§ **Objetivo do exercício**
Você pode retomar a coluna sobre carros numa posse presidencial e continuá-la a partir da última frase do trecho fornecido?

§ **Trecho fornecido**

◇ ◇ ◇

Escrevo neste espaço há pouco mais de nove anos. Foram 410 colunas sobre muitos assuntos, mas hoje, pela primeira vez, discorro sobre carros numa posse presidencial. E por quê justamente agora? Na verdade, por uma somatória de fatores, mas é que desta vez o foco é um presidente que é apaixonado por carros e porque há uma história deliciosa por trás disto que acredito meus caros leitores autoentusiastas também acharão curiosa. Mas já aviso que ficarei atenta a outras posses em qualquer país, pois pode haver novas histórias interessantes. Acho que descobri um novo filão de assuntos.

◇ ◇ ◇

§ **Material**
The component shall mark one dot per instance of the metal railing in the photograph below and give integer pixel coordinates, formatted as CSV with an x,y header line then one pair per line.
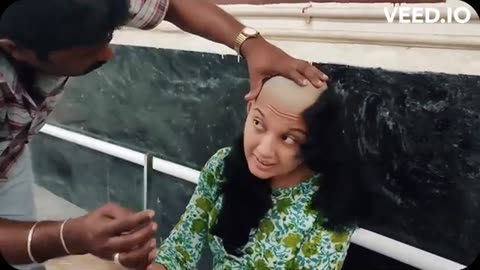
x,y
378,243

◇ ◇ ◇

§ **O resultado**
Vamos lá, então, sem mais delongas. O assunto é a posse e a vitória do presidente argentino Javier Milei, ocorrido no mês passado. No quesito mobilidade, ele já se declarou fã de carros e tem, como pessoa física, três modelos. O mais chamativo deles é um Cadillac Sedan DeVille 1961, que chegou a ser usado no início de sua campanha, no agora longínquo agosto de 2021. Em sua garagem há também um Mazda MX-5/Miata 1988 e um Peugeot RCZ. Mais do que pelo valor, os carros chamam a atenção pela originalidade (foto de abertura)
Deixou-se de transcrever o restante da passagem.